* [The task]: Lay out every line of the material below as a Markdown table with the columns Row and Line, numbering the rows in order and leaving out blank lines.

* [Supplied records]:
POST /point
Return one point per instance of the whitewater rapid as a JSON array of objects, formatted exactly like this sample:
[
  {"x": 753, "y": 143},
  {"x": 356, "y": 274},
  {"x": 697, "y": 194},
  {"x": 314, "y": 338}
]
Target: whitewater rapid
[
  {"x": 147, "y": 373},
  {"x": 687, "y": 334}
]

* [Answer to this task]:
| Row | Line |
|---|---|
| 1 | POST /point |
| 2 | Return one point per instance of the whitewater rapid as a JSON array of objects, formatted exactly like this sample: |
| 3 | [ |
| 4 |   {"x": 753, "y": 143}, |
| 5 |   {"x": 356, "y": 274}, |
| 6 |   {"x": 697, "y": 194}, |
| 7 |   {"x": 314, "y": 338} |
| 8 | ] |
| 9 | Target: whitewater rapid |
| 10 | [ |
| 11 |   {"x": 147, "y": 373}, |
| 12 |   {"x": 687, "y": 334} |
| 13 | ] |